SELECTION -
-=-=-=-=-

Search code examples
pythonregextrie

Fast method to search for a string in a big text file with python


That's my current situation:

  • I have a 2.5MB text file with around 250k strings, sorted alphabetically
  • Each string is unique
  • I don't need to modify the entries in the text file: once the text file is loaded, it is never edited
  • The text file is loaded at start and then I just need to search for strings through it

The last point is the problem. Actually I need to search for complete match AND for partial match of the string. The algorithm I wrote just involved the use of regular expressions combined with some attempts to make the process faster: for example, I hardcoded into my script the indexes of the dictionary that identified the singular letters of the alphabet, and then split the big text file fictionary into 26 smaller dictionary. That was totally useless, the script is still incredibly slow. Skimming some posts here, I was convinced to try mmap: but it looked useless to find all the partial matches, given a regular expression. Eventually I came to the conclusion that a trie may solve my problem, though i hardly know what is this. Should I go with tries? If so, how should I proceed to the creation of a trie in python? Is marisa-trie module good? Thanks to everybody

EDIT: By "partial match", I mean that I have the prefix of a string. I do not need matches at the end or in the middle, just at the beginning.


Solution

  • Easiest and fastest solution:

    #!/usr/bin/env python
    
    d = {}
    
    # open your file here, i'm using /etc/hosts as an example...
    f = open("/etc/hosts","r")
    for line in f:
        line = line.rstrip()

-=-=-=-=-

RECORDED INFORMATION -
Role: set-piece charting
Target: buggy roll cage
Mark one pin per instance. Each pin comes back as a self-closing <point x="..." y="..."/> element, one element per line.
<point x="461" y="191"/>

-=-=-=-=-

THE TASKS -
**A)** In one to three sentences, explain why the poster in the Python string-search thread gave up on mmap.
**B)** Carry the thread on fast string search in Python further, starting after its last line.
The lines shown after the thread come from a separate source.

ANSWERS FOR THE TASKS -
**A)** The poster found that mmap seemed useless for finding all the partial matches given a regular expression.

**B)**
        l = len(line)+1
        for i in xrange(1,l):
            d[line[:i]] = True
    f.close()
    
    
    while True:
        w = raw_input('> ')
        if not w:
            break
    
        if w in d:
            print "match found", w
    

    Here is slightly more complex, but memory efficient one:

    #!/usr/bin/env python
    
    d = []
    
    def binary_search(a, x, lo=0, hi=None):
        if hi is None:
            hi = len(a)
        while lo < hi:
            mid = (lo+hi)//2
            midval = a[mid]
            if midval < x:
                lo = mid+1
            elif midval > x:
                hi = mid
            else:
                return mid
        return -1
    
    
    f = open("/etc/hosts","r")
    for line in f:
        line=line.rstrip()
        l = len(line)+1
        for i in xrange(1,l):
            x = hash(line[:i])
            d.append(x)
    f.close()
    
    d.sort()
    
    while True:
        w = raw_input('> ')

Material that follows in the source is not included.